» **WORK TO COMPLETE**
Turn the rows from the line with "Segment every instance of the eyeglasses" up to and including the line with "POLYGON ((114 105, 111" into a two-column CSV, one line per row, headed instruction and outline. Put each row's text and its answer in one quoted field apiece, with line breaks replaced by spaces.

» **INPUT FOR THIS TASK**
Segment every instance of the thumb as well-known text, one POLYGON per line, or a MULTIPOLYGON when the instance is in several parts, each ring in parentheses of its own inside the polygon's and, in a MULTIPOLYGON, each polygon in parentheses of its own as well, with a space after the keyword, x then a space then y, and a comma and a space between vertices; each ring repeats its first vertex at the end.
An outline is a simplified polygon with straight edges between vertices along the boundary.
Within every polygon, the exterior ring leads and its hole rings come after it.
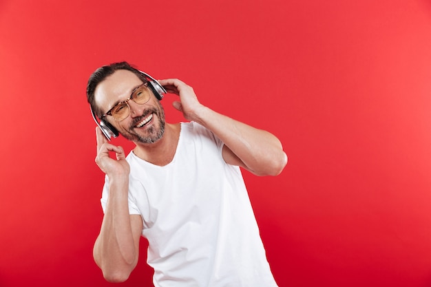
POLYGON ((178 102, 178 100, 173 102, 172 105, 178 111, 182 111, 182 105, 181 105, 181 103, 178 102))
POLYGON ((126 155, 124 153, 124 149, 123 149, 123 147, 118 147, 118 150, 116 151, 115 152, 115 155, 117 158, 118 160, 124 160, 126 158, 126 155))

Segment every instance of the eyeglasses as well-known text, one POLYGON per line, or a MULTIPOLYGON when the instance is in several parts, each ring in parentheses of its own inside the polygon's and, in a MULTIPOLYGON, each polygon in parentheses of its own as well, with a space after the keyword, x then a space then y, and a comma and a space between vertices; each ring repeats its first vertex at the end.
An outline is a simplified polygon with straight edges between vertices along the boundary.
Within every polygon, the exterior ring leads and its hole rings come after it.
POLYGON ((114 105, 111 109, 107 111, 106 114, 102 116, 102 118, 106 116, 112 116, 118 121, 123 120, 130 114, 130 106, 127 102, 130 100, 137 104, 143 105, 148 102, 151 97, 151 92, 147 87, 148 83, 144 83, 139 87, 133 90, 130 98, 124 102, 121 102, 114 105))

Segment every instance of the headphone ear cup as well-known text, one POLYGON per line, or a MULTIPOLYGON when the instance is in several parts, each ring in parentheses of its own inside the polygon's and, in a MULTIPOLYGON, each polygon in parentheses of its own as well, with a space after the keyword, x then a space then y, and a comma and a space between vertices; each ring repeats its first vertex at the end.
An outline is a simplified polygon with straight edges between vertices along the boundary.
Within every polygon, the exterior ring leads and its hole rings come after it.
POLYGON ((154 81, 150 81, 149 87, 151 89, 153 93, 154 93, 154 96, 156 96, 156 98, 157 98, 158 100, 160 100, 162 98, 163 98, 163 94, 166 93, 166 91, 160 87, 160 84, 154 83, 154 81))
POLYGON ((103 134, 105 134, 105 136, 106 136, 108 140, 111 140, 111 138, 112 137, 116 138, 117 136, 118 136, 118 131, 117 131, 117 129, 114 127, 112 125, 107 121, 105 121, 103 120, 101 120, 100 127, 102 130, 102 132, 103 133, 103 134))

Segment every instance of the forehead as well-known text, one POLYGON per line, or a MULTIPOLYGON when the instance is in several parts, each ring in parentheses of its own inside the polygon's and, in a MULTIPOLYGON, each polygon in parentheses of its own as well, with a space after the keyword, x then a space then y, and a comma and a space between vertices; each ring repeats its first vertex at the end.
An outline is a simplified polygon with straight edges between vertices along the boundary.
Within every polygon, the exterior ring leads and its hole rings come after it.
POLYGON ((142 81, 133 72, 119 70, 101 82, 94 90, 94 102, 104 112, 115 103, 127 100, 142 81))

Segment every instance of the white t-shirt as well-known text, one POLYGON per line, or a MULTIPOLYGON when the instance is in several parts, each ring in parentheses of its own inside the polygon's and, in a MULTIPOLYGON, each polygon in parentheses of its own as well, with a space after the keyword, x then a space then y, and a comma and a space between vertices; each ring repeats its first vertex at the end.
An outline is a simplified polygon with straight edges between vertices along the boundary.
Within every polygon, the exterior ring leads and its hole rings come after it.
POLYGON ((201 125, 182 123, 167 165, 127 156, 129 213, 142 216, 156 287, 277 286, 240 169, 226 164, 222 147, 201 125))

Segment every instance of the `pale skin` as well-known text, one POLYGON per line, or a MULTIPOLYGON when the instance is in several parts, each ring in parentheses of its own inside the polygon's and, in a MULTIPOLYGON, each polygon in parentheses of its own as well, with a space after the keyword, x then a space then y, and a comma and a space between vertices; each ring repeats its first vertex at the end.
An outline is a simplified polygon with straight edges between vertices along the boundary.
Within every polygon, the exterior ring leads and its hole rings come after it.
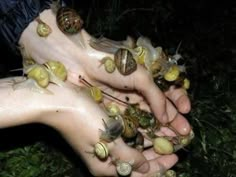
MULTIPOLYGON (((134 161, 132 177, 149 177, 159 170, 171 168, 177 162, 175 154, 160 156, 152 148, 140 153, 128 147, 121 138, 108 144, 110 157, 106 161, 100 161, 88 153, 88 150, 93 151, 93 145, 99 141, 99 129, 104 129, 102 119, 107 119, 107 114, 102 105, 91 99, 78 78, 83 76, 121 100, 128 96, 129 102, 140 103, 142 108, 152 111, 163 124, 171 122, 171 126, 181 135, 187 135, 191 130, 182 115, 188 113, 191 107, 186 92, 174 88, 166 93, 161 92, 142 66, 129 76, 122 76, 118 71, 108 74, 103 67, 99 67, 99 60, 108 54, 88 45, 91 36, 85 30, 68 37, 58 29, 51 10, 43 11, 40 18, 53 32, 47 38, 39 37, 36 33, 37 22, 33 21, 22 33, 19 44, 38 63, 61 61, 68 70, 67 83, 64 87, 50 84, 48 89, 53 95, 48 95, 29 92, 27 89, 14 91, 12 78, 2 79, 0 128, 34 122, 51 126, 82 157, 94 176, 117 176, 115 166, 110 163, 111 157, 126 162, 134 161)), ((109 98, 105 98, 105 103, 109 101, 109 98)), ((159 133, 174 135, 167 128, 161 129, 159 133)), ((145 145, 150 145, 150 142, 146 141, 145 145)))

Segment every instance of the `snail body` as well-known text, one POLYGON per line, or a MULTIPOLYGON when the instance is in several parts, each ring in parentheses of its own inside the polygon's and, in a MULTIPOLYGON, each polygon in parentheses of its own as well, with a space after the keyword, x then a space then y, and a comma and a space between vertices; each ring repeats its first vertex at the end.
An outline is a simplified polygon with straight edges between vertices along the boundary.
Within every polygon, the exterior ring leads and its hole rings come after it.
POLYGON ((105 67, 105 70, 108 72, 108 73, 113 73, 116 69, 116 65, 115 65, 115 62, 112 58, 110 57, 104 57, 102 60, 101 60, 101 63, 104 64, 104 67, 105 67))
POLYGON ((109 156, 109 150, 104 142, 98 142, 94 145, 94 154, 101 160, 107 159, 109 156))
POLYGON ((137 69, 137 63, 132 53, 127 49, 120 48, 117 50, 114 61, 118 71, 122 75, 129 75, 137 69))
POLYGON ((84 23, 79 14, 69 7, 60 7, 58 9, 56 21, 59 29, 66 34, 79 32, 84 23))
POLYGON ((40 37, 47 37, 52 32, 50 26, 42 22, 41 20, 38 22, 36 30, 40 37))

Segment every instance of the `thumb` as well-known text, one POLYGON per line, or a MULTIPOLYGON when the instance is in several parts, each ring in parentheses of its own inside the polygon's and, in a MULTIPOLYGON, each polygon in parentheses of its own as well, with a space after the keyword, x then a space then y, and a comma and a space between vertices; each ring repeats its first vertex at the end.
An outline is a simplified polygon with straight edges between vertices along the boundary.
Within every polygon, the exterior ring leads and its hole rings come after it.
POLYGON ((140 173, 149 171, 149 163, 144 155, 138 150, 126 145, 121 138, 112 143, 110 154, 114 159, 130 162, 134 171, 140 173))

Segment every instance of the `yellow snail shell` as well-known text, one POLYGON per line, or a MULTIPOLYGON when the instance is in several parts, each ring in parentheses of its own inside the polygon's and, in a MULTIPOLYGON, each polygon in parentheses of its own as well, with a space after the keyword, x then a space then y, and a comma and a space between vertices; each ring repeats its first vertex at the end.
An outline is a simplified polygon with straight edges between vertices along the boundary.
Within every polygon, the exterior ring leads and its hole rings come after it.
POLYGON ((35 80, 43 88, 49 84, 49 74, 42 65, 36 65, 32 69, 29 69, 27 77, 35 80))
POLYGON ((49 71, 51 71, 57 78, 62 81, 65 81, 67 78, 67 70, 65 66, 59 62, 50 60, 44 64, 49 71))
POLYGON ((134 120, 134 118, 123 115, 123 132, 122 136, 124 138, 133 138, 138 133, 138 120, 134 120))
POLYGON ((107 104, 106 110, 108 112, 108 115, 111 117, 117 116, 121 113, 120 108, 114 103, 107 104))
POLYGON ((167 155, 174 151, 173 144, 164 137, 155 138, 153 141, 153 148, 157 154, 167 155))
POLYGON ((179 74, 180 74, 179 67, 177 65, 173 65, 164 74, 164 79, 166 81, 172 82, 172 81, 175 81, 179 77, 179 74))
POLYGON ((129 50, 120 48, 114 57, 115 65, 122 75, 129 75, 137 69, 137 63, 129 50))
POLYGON ((108 73, 113 73, 116 69, 116 65, 115 65, 115 62, 112 58, 110 57, 104 57, 102 60, 101 60, 101 63, 104 64, 104 67, 105 67, 105 70, 108 72, 108 73))
POLYGON ((176 177, 176 172, 174 170, 167 170, 165 172, 165 177, 176 177))
POLYGON ((40 37, 47 37, 52 32, 50 26, 44 22, 39 22, 37 26, 37 33, 40 37))
POLYGON ((94 154, 101 160, 105 160, 109 156, 109 150, 104 142, 98 142, 94 145, 94 154))
POLYGON ((184 79, 183 88, 186 90, 190 88, 190 81, 187 78, 184 79))
POLYGON ((128 162, 118 162, 116 164, 116 171, 120 176, 128 176, 132 172, 132 165, 128 162))
POLYGON ((96 102, 101 102, 103 100, 102 91, 98 87, 95 86, 90 87, 90 95, 96 102))

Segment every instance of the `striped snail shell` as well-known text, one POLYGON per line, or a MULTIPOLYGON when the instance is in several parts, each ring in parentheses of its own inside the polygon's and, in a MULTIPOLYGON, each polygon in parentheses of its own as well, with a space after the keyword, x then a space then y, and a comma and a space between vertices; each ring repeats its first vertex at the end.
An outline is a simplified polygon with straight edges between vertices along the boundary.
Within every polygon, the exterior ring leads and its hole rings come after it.
POLYGON ((138 133, 138 120, 135 120, 133 117, 130 116, 123 116, 123 132, 122 136, 124 138, 133 138, 138 133))
POLYGON ((118 162, 116 164, 116 171, 120 176, 128 176, 132 172, 132 165, 128 162, 118 162))
POLYGON ((79 14, 69 7, 59 8, 56 20, 59 29, 67 34, 79 32, 84 23, 79 14))
POLYGON ((107 144, 104 142, 97 142, 94 145, 94 154, 101 160, 105 160, 109 156, 107 144))
POLYGON ((137 69, 137 63, 128 49, 118 49, 114 57, 115 65, 122 75, 129 75, 137 69))
POLYGON ((28 78, 35 80, 40 87, 46 88, 49 84, 49 74, 42 65, 33 66, 26 74, 28 78))
POLYGON ((60 80, 65 81, 67 77, 67 70, 65 66, 59 62, 50 60, 44 64, 46 68, 51 71, 56 77, 58 77, 60 80))

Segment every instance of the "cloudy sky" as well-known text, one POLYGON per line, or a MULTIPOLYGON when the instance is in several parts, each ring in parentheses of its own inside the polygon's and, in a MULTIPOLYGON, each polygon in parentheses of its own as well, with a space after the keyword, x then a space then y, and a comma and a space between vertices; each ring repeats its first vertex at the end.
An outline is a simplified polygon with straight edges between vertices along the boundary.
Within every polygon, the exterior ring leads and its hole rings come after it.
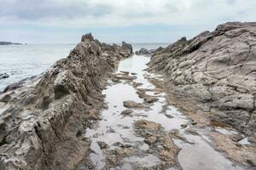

» **EXPECTED ANSWER**
instruction,outline
"Segment every instance of the eyeglasses as well-known text, one POLYGON per line, or a MULTIPOLYGON when the instance is in several parts, each ring in parentheses of its own inside the polygon's and, in a MULTIPOLYGON, each polygon in parentheses of its own as well, with a space after the keyword, x then a space then y, and a comma and a space between vertices; each ring repeats its first vertex at the end. An outline is a simplified polygon with straight edges between vertices along the boundary. Within every polygon, the exterior ring leads and its hole rings come after it.","POLYGON ((114 105, 111 109, 107 111, 106 114, 102 116, 102 118, 106 116, 112 116, 118 121, 123 120, 130 114, 130 106, 127 102, 130 100, 137 104, 143 105, 148 102, 151 97, 151 92, 147 87, 148 83, 144 83, 139 87, 133 90, 130 98, 124 102, 121 102, 114 105))"